UK trainee doctors are being given the opportunity for the first time to voice any concerns they have about the safety of their patients in a national survey.
The annual National Training Survey, which is organised by the professional regulator, the GMC, is one of the largest surveys of its kind to quizz frontline doctors about the quality of their training.
The UK’s 55,000 trainee doctors provide much of the basic care in the NHS and are key to the future of medicine in the UK, says the GMC.
The GMC wants every trainee doctor to complete the survey, which for the first time includes a specific question on whether they have concerns over the safety of their patients.
This year’s survey will be completed online only and the number of questions has been halved. It will also be open for a shorter period, closing on June 15.
Last year's survey was completed by more than 87% of trainee doctors. Overall, the responses indicated that doctors rated their education highly, but they also raised several concerns, including insufficient time for training and the requirement to take on tasks beyond their competence.
The responses to this year’s survey will provide a vital snapshot of doctors’ perceptions of their training and help shape the future of postgraduate medical education in the UK.
The GMC will work with those responsible for medical education at a local level to analyse and follow up any information provided, including pinpointing areas for improvement.

(PROBLEMS TO WORK ON):
1. Write out the passage of the trainee doctor survey article above that begins with the words containing "The UK’s 55,000" and ends with "on June 15.".
2. Continue the news piece on the GMC's National Training Survey from the point where it stops.

(RECORDED DATA):
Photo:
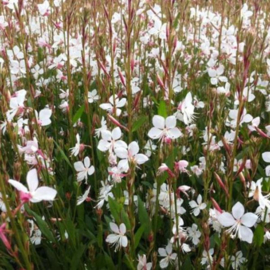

(ANSWERS BELOW):
1.
The UK’s 55,000 trainee doctors provide much of the basic care in the NHS and are key to the future of medicine in the UK, says the GMC.
The GMC wants every trainee doctor to complete the survey, which for the first time includes a specific question on whether they have concerns over the safety of their patients.
This year’s survey will be completed online only and the number of questions has been halved. It will also be open for a shorter period, closing on June 15.

2.
Niall Dickson, GMC Chief Executive, commented: “This survey provides us with first hand views of a key group of doctors who are vital both to frontline care and to the future of the profession in this country.”
He added: “And, like all doctors, they have a crucial role in making sure patients are safe and receive the best quality of care – and that includes raising concerns when they feel that patient safety is at risk.”
But he emphasised that the survey was not intended as a “catch all” for patient safety; rather, the inclusion of the question would be another powerful way of picking up risks in the health system.
The National Training Survey is supported by the Conference of Postgraduate Medical Deans (COPMeD). The results are due to be published in July.
The GMC has also announced that its new tribunal service for UK doctors, the Medical Practitioners Tribunal Service (MPTS), will launch on June 11.
The MPTS is part of the General Medical Council, but it is operationally separate and it is accountable to Parliament. It will run all fitness to practise panel and interim orders panel hearings for the medical profession in the UK.